The San Francisco Museum of Craft and Design's exhibition Hands Off: New Dutch Design at the Confluence of Technology & Craft highlighted Amsterdam-based Marcel Wanders’ Knotted chair, one of the first examples of an industrially produced object that goes beyond traditional handcrafting. Contemporary Dutch designs often embody the core ideas that went into this now-iconic piece.

Photo by Matthew Millman.

In an odd twist, a particular cadre of Dutch designers traveled from San Francisco, California, to the Netherlands for last fall’s Dutch Design Week 2015 in Eindhoven.

Many of DDW’s 270,000 global attendees visited Hands Off: New Dutch Design at the Confluence of Technology and Craft, curated by this writer for the Museum of Craft and Design in San Francisco, where it was first shown from May through September.

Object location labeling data
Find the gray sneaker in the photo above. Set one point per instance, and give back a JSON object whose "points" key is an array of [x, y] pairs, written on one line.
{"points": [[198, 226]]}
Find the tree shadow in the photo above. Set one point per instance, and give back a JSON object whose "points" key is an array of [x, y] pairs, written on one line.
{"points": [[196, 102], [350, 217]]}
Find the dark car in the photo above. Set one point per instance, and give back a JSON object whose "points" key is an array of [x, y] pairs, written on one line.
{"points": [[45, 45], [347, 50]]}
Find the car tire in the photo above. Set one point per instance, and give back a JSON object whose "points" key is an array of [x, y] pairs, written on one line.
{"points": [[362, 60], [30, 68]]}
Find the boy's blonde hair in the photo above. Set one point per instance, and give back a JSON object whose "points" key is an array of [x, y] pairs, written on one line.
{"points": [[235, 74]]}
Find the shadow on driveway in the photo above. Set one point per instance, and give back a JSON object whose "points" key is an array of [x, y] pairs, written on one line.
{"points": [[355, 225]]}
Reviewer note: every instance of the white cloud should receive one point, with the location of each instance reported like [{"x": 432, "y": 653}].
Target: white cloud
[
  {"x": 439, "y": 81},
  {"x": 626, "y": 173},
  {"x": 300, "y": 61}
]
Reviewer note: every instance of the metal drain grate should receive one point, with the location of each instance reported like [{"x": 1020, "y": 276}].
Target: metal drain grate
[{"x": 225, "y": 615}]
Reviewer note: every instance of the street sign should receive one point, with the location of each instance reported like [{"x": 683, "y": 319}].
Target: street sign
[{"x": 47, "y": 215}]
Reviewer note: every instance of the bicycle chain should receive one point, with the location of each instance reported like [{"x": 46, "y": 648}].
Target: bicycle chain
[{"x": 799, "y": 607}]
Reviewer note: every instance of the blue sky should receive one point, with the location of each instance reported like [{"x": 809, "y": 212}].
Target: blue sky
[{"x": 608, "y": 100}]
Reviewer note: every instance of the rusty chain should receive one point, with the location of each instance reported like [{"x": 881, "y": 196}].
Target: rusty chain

[WHAT THE EXERCISE ASKS]: Write the next part of the Dutch design exhibition piece, starting right after its final sentence. These lines have nothing to do with the text about Dutch design.

[EXERCISE RESPONSE]:
“Exposure in the USA has its own cachet at home,” explains Hedwig Heinsman of DUS architects, whose award-winning 3D-printed Canal House in Amsterdam was part of the exhibition. More than 20 other disparate, avant-garde, futuristic works, created with digital or repurposed analog processes, also demonstrated how widespread this approach is among Dutch designers, for whom old and new technologies are "tools" and also "materials" used to form interactive experiences. Architecture, furniture, fashion, and socially conscious experiments are all brought into a new era of making, and as the show's title implies, often without the use of hands.

These emerging Dutch designers emulate nature’s exquisite shape-making as simply and startlingly as Droog designer Marcel Wanders did with his 1997 Knotted chair, made of carbon fiber rope dipped and hardened in resin. Wanders’ veteran designer Claudy Jongstra, whose fabric art will be featured in May at the much-anticipated SFMOMA building by Snohetta, has long approached craft from this perspective.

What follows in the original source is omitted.